> TASK INSTRUCTIONS:
• A. Which model does the model-stealing extract below name as an example of a configuration with potentially higher error?
• B. Please state whether each statement agrees with the model-stealing extract below, answering yes or no and quoting the words that decide it: (i) The spike analysis looks for a sharp drop in singular values. (ii) The proposed defense merges the projection layer into a single linear layer. (iii) SVD recovers 4096 latent dimensions of the Pythia 1.4B model.

> EXTRACT PROVIDED:
== == ==
Model-Stealing Attack Approach

Singular Value Decomposition (SVD)

The attack methodology hinges on singular value decomposition (SVD) to identify and extract the hidden dimensions of the LLMs. When executed, SVD reveals the base dimensionality of the model's final hidden layer by analyzing multiple output vectors. This process enables the precise determination of the embedding dimension, as demonstrated with the Pythia 1.4B model, where SVD accurately recovers its 2048 latent dimensions.

Figure 1: SVD can recover the hidden dimensionality of a model when the final output layer dimension is greater than the hidden dimension. Here we extract the hidden dimension (2048) of the Pythia 1.4B model. We can precisely identify the size by obtaining slightly over 2048 full logit vectors.

Dimensionality Extraction via Spike Analysis

To refine this dimensionality extraction, the attack utilizes a spike analysis on the singular values obtained through SVD. A significant drop in singular values indicates the boundary between useful model information and numerical noise, allowing attackers to confidently ascertain the model's true dimension. This spike is visualized in its application to the Pythia-1.4B model.

Figure 2: Our extraction attack recovers the hidden dimension size by looking for a sharp drop in singular values, visualized as a spike in the difference between consecutive singular values. On Pythia-1.4B, a 2048 dimensional model, the spike occurs at 2047 singular values.

Practical Implementation

Implementation of the attack relies on querying the model with various prompts and analyzing the corresponding output logit vectors. The assembling of these vectors into a matrix facilitates SVD, achieving direct insight into the model's dimensionality and projection matrix weight determination. The authors report precise extraction of embedding matrix dimensions with minimal error across various models, including potentially higher error scenarios in specific configurations, such as GPT-2 Small.

Model Configuration and Layer Extraction

The perturbation and manipulation of the API queries can lead to the recovery of low-level architectural details regarding normalization layers and final projection matrices. For model configurations employing LayerNorm or RMSNorm, these singular value analyses offer further insights, revealing whether LayerNorm biases are present within an API’s results:

Figure 3: Detecting whether models use LayerNorm or RMSNorm by singular value magnitudes.

Further, stress tests depict vulnerabilities present within API-based access points, emphasizing the necessity for robust defensive measures:

Figure 4: Stress-testing the LayerNorm extraction attack on models behind an API (a-b), and models using both RMSNorm and biases (c).

Defense Strategies

Architectural Modifications

The paper suggests potential future defensive architectures to mitigate exposure to such model-stealing attacks. These defensive measures proposed include breaking the projection layer into sub-layers incorporating nonlinearities, thus reducing susceptibility to the described attack methodology. Altering the architectural design post-hoc to accommodate defensive solutions forms part of a series of proposed mitigations.
== == ==
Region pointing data
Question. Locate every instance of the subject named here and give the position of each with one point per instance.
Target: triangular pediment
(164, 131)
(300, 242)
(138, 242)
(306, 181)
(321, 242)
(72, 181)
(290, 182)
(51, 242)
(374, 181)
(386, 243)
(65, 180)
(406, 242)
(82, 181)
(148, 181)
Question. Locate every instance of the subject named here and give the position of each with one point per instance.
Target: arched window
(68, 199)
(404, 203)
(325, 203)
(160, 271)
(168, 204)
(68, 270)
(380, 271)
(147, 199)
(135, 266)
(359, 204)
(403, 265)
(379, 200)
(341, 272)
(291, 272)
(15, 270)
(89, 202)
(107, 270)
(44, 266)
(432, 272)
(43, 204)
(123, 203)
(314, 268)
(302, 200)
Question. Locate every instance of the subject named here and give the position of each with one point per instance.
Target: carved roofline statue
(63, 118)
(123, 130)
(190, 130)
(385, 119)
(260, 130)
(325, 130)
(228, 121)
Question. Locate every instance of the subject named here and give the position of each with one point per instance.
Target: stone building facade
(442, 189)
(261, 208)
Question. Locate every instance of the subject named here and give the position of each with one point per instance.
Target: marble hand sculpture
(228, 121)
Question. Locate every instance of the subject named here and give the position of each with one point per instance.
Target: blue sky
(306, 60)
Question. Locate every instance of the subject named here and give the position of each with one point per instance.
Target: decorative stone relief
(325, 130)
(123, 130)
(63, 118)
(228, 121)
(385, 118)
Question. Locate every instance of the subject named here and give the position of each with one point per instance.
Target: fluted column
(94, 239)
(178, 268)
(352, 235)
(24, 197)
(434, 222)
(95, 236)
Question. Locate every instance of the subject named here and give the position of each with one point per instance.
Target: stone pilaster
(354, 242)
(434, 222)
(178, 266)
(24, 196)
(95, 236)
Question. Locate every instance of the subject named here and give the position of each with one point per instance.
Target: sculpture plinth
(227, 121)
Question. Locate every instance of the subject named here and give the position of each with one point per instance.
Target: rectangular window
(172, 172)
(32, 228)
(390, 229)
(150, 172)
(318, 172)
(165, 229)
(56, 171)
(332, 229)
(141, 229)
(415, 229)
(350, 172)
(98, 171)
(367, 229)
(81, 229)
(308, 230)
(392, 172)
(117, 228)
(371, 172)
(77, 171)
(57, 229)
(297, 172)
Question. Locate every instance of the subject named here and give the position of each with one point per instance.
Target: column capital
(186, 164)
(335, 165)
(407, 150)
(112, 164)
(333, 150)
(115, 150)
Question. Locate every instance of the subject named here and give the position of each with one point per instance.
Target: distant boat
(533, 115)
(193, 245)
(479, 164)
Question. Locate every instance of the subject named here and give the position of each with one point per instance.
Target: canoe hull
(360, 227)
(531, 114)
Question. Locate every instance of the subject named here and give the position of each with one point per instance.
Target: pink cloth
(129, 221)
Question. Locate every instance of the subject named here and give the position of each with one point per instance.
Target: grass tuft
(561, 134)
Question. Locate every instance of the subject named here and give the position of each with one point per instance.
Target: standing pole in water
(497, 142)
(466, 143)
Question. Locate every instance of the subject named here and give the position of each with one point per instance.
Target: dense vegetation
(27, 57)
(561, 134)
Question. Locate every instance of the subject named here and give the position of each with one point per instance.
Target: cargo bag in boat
== == ==
> RESPONSES BY TASK:
• A. GPT-2 Small.

• B.
(i) Yes: "looking for a sharp drop in singular values"
(ii) No: "breaking the projection layer into sub-layers incorporating nonlinearities"
(iii) No: "SVD accurately recovers its 2048 latent dimensions"